— Start of Task input —

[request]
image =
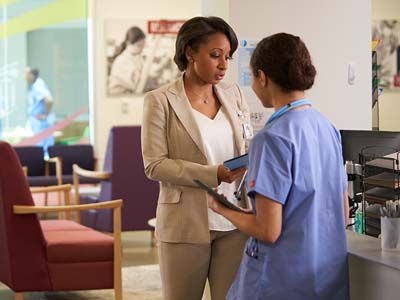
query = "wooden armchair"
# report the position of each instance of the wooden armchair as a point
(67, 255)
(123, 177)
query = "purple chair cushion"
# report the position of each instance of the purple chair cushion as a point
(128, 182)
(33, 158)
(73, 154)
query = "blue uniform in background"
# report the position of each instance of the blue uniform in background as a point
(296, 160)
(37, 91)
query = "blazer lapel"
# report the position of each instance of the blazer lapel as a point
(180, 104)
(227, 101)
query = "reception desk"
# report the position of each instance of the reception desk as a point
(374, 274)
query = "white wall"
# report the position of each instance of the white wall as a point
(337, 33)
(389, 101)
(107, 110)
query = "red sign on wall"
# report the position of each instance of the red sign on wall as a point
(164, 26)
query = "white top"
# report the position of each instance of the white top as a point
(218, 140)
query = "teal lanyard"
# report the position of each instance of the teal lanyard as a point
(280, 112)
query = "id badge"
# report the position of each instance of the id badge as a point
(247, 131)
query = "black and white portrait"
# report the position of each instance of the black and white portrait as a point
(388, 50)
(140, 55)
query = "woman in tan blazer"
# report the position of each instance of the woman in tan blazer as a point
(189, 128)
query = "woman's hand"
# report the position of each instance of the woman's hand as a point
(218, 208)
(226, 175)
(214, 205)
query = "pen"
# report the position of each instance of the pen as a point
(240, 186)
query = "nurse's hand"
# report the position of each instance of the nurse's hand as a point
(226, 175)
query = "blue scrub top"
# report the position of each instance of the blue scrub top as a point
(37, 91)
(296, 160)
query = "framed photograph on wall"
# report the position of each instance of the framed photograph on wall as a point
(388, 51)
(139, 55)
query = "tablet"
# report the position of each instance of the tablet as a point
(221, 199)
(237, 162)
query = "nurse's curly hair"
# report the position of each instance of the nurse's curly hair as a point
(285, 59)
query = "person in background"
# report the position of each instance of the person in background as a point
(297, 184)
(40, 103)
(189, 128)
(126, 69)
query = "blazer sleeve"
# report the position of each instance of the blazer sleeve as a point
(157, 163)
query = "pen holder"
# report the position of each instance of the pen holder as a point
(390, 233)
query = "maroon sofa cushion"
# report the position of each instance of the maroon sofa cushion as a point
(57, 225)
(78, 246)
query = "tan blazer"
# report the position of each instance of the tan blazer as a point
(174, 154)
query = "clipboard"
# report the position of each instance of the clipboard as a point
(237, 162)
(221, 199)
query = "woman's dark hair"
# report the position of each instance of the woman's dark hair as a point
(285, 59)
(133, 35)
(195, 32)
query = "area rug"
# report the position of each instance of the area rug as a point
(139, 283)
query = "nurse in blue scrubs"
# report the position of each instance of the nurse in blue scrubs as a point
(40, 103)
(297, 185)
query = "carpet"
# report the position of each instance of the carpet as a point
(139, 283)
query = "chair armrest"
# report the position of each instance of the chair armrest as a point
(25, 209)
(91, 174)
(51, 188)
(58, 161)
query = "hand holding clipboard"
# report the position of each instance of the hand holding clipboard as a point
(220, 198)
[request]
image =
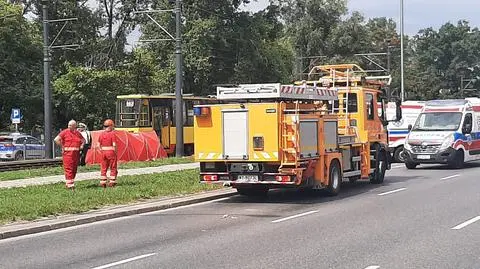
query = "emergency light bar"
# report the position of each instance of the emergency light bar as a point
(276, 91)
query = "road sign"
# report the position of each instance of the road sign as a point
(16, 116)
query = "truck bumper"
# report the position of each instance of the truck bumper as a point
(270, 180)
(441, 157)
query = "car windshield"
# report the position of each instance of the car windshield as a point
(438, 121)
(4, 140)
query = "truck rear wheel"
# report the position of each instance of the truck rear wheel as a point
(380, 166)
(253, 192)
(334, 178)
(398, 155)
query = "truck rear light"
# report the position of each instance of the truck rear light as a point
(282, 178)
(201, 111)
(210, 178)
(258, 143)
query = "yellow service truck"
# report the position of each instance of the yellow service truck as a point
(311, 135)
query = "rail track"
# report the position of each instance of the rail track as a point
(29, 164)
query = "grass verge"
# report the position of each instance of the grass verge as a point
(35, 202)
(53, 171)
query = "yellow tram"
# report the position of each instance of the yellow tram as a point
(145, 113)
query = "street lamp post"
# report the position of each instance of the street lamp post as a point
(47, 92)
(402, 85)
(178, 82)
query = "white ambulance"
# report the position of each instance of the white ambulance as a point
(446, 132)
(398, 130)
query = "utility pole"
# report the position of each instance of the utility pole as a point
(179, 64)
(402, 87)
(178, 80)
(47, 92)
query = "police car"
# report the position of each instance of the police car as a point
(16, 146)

— End of Task input —
— Start of Task input —

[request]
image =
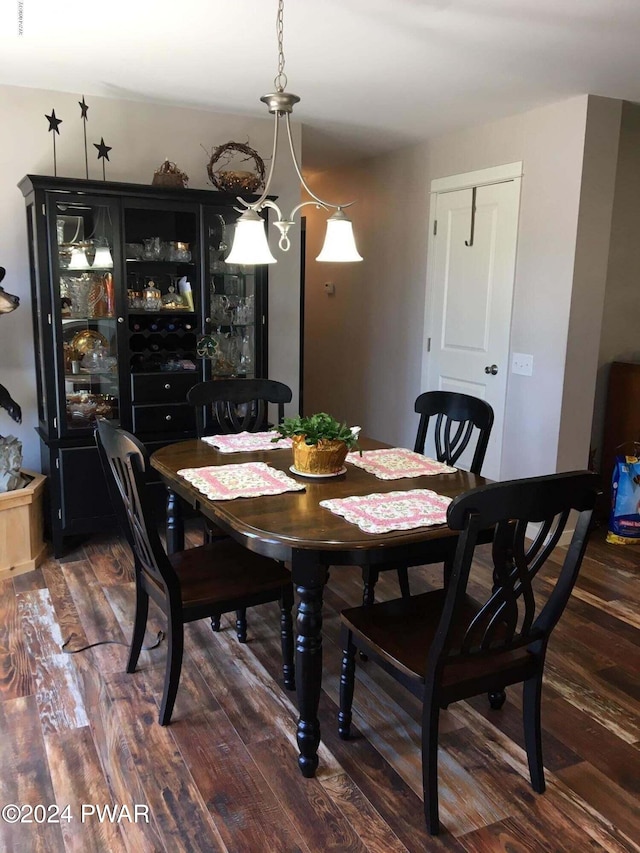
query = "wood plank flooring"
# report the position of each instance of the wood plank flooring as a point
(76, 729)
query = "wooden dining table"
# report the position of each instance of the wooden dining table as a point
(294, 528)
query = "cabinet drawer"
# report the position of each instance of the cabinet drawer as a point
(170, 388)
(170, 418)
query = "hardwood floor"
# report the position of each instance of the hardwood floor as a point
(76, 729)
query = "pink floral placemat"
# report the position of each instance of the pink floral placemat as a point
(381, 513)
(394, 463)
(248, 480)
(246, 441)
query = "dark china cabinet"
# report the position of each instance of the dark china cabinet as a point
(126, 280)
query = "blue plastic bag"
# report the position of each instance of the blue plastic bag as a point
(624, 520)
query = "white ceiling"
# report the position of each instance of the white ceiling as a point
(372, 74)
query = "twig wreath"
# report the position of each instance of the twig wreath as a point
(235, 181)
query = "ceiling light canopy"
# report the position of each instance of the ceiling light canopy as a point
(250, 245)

— End of Task input —
— Start of Task input —

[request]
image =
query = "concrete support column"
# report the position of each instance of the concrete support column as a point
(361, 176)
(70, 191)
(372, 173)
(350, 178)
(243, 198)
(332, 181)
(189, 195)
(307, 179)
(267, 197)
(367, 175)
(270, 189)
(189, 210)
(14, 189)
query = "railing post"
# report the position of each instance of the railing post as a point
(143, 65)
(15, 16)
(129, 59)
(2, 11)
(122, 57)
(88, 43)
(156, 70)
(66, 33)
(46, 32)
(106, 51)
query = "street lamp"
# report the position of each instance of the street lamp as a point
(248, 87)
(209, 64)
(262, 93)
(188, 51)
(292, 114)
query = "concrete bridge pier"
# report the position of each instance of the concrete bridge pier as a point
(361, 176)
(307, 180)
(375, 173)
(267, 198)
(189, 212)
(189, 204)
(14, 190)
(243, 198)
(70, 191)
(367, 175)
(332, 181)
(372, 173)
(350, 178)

— End of Task input —

Work to be completed ->
Pull out every line of the data above that contains the string "china", and copy each one unchanged.

Exercise answer ->
query = "dark china cabinet"
# report the position of each instance of the dark china cabinet as a point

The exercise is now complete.